SOURCE RECORDS -
=== Section Start ===
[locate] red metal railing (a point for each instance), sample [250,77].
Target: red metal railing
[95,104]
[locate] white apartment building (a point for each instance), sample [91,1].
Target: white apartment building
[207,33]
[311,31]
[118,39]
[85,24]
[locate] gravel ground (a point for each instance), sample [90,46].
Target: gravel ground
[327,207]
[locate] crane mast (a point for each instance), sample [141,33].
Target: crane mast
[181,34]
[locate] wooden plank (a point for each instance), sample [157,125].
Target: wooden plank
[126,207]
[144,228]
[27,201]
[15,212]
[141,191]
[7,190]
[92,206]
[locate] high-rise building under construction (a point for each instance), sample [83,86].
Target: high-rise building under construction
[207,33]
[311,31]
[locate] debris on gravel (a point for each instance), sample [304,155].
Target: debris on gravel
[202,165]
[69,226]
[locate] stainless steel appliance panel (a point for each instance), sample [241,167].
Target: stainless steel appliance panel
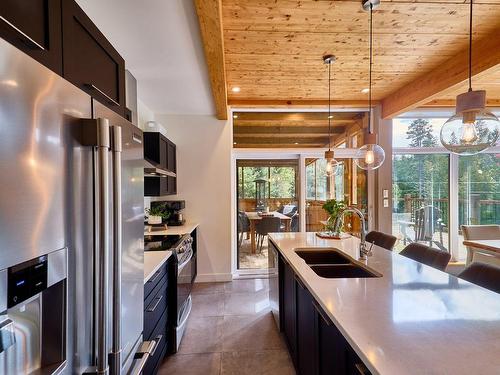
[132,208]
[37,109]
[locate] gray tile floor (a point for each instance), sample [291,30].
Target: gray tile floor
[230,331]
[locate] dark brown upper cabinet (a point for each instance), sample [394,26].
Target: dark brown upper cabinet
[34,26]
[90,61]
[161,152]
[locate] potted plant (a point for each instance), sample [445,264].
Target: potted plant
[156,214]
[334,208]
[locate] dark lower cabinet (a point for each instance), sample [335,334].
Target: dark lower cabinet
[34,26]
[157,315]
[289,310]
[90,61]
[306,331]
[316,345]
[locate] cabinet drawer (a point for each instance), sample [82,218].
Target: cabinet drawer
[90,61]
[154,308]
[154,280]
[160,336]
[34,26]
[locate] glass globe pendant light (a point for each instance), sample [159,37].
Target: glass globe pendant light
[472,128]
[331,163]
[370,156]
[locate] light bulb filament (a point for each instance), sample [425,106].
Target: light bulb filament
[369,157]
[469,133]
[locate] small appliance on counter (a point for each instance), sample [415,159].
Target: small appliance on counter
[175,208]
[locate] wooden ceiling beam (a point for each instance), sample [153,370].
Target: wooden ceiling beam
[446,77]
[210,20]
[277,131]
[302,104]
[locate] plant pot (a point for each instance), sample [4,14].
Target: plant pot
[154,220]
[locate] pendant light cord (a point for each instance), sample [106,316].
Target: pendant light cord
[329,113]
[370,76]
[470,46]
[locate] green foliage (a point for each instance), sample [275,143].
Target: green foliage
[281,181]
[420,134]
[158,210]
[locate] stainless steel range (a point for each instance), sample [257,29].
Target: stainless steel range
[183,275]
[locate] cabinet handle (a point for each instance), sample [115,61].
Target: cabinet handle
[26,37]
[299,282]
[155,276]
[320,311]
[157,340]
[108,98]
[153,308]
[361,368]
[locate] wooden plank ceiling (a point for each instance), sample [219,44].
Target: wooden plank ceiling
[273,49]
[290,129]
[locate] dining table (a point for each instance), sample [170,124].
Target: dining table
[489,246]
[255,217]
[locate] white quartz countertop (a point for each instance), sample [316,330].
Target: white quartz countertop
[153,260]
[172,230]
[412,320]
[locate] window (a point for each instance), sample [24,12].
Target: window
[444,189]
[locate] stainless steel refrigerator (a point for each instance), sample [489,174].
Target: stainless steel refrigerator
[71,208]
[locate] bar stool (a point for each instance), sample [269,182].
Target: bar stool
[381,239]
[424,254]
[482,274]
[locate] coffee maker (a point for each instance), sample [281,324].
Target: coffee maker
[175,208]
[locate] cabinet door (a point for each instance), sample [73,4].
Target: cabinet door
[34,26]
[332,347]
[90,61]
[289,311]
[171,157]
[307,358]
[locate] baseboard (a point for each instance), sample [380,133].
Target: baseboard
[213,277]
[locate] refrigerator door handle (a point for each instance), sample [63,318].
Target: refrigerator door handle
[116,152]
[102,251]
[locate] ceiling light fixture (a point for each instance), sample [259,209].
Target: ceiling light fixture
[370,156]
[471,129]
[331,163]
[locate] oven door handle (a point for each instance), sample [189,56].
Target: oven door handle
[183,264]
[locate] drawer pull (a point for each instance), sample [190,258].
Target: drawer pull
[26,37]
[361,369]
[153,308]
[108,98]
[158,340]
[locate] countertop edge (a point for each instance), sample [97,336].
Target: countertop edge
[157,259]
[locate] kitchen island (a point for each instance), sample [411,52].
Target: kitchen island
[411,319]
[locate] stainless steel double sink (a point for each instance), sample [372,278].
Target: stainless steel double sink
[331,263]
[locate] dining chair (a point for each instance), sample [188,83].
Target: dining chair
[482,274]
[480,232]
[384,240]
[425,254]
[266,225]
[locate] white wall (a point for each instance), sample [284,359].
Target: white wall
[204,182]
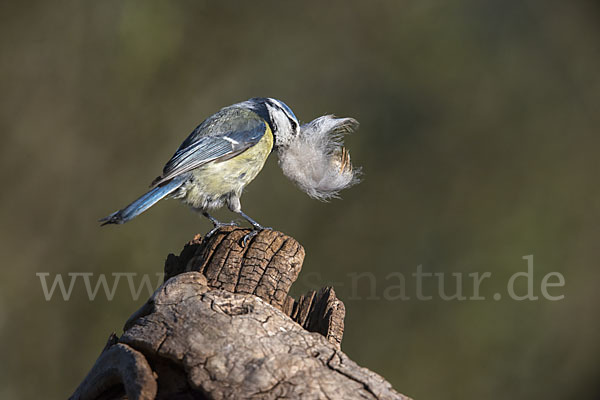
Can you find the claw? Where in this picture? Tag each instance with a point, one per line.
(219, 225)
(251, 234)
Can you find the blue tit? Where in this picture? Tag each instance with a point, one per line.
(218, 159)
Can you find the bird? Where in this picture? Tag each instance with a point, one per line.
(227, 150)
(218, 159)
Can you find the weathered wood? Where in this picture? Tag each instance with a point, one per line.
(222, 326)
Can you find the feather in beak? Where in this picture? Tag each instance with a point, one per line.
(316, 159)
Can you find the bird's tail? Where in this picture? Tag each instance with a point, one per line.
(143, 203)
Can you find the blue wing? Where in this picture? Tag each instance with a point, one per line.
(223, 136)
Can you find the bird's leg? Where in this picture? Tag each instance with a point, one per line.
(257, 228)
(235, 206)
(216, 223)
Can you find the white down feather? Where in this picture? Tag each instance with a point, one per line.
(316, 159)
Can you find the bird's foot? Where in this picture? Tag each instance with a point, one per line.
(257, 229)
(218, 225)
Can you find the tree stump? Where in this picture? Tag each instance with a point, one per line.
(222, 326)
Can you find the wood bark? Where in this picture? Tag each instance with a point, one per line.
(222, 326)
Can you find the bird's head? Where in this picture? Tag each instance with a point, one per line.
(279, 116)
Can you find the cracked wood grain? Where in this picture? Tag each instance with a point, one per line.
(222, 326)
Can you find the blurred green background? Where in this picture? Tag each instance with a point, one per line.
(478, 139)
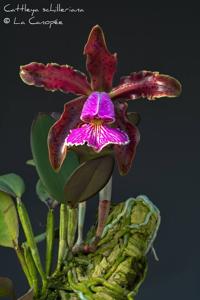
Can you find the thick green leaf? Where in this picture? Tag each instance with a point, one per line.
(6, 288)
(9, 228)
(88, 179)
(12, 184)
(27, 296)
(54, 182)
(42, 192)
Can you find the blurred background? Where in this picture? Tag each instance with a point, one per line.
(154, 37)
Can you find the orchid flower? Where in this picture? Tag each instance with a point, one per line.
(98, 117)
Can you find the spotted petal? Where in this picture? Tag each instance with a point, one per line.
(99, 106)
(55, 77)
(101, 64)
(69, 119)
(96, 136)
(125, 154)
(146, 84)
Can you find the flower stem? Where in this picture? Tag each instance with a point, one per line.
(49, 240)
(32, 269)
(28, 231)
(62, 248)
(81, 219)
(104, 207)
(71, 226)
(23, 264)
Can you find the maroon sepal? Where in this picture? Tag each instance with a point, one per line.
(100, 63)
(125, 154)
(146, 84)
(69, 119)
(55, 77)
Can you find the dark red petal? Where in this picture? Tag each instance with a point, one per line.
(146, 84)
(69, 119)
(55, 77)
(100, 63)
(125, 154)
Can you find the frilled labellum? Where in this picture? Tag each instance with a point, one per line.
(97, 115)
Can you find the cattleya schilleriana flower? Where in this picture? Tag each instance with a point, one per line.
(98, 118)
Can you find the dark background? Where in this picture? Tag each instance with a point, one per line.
=== Section End ===
=== Section Start ===
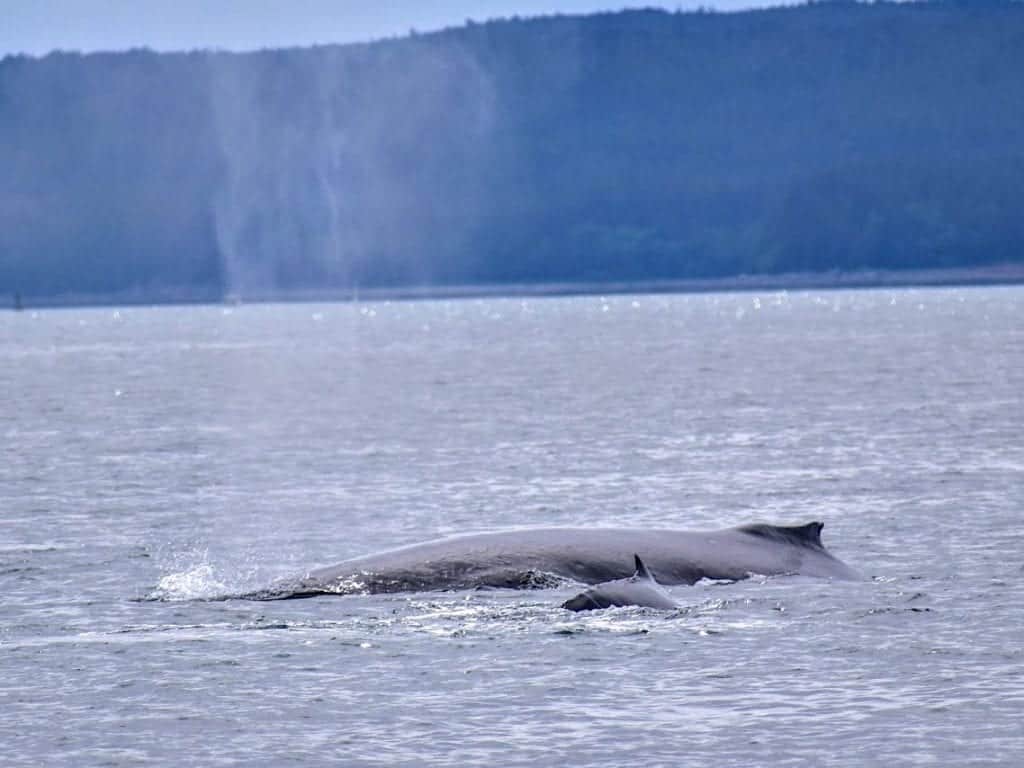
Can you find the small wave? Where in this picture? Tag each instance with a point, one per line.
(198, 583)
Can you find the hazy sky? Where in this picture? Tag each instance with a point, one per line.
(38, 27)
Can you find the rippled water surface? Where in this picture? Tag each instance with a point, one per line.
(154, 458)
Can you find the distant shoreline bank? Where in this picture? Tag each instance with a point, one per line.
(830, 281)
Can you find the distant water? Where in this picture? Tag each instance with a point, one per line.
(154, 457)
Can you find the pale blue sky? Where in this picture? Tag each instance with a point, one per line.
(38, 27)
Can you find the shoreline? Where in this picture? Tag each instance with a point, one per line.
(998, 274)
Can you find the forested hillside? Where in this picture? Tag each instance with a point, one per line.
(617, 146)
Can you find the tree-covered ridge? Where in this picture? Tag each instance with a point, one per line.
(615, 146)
=== Section End ===
TO DO - Would you copy out exactly the lines above that start at the one containing "[locate] window (a" and end at the one containing "[locate] drawer pull", inclusive?

RESULT OF THE TASK -
[locate] window (a point for each instance), sample [24,12].
Target: window
[444,189]
[locate] stainless steel refrigerator (a point for each instance), sample [489,174].
Target: stainless steel refrigerator
[71,208]
[locate] bar stool (a point for each instance), sample [269,182].
Target: bar stool
[381,239]
[424,254]
[482,274]
[locate] coffee maker (a point for each instance), sample [281,324].
Target: coffee maker
[175,208]
[locate] cabinet door (a point for each instance), sample [73,4].
Target: cabinet door
[34,26]
[332,347]
[90,61]
[289,311]
[171,157]
[307,358]
[locate] baseboard (a point for each instance), sample [380,133].
Target: baseboard
[213,277]
[locate] refrigerator door handle (a point for each instance), sample [63,318].
Target: refrigerator door handle
[116,152]
[102,251]
[locate] ceiling light fixture (a point for each instance), sample [259,209].
Target: ceiling light fixture
[370,156]
[471,129]
[331,163]
[locate] oven door handle (a point for each instance), sample [189,56].
Target: oven door handle
[183,264]
[locate] drawer pull (a point for each instance), sample [190,258].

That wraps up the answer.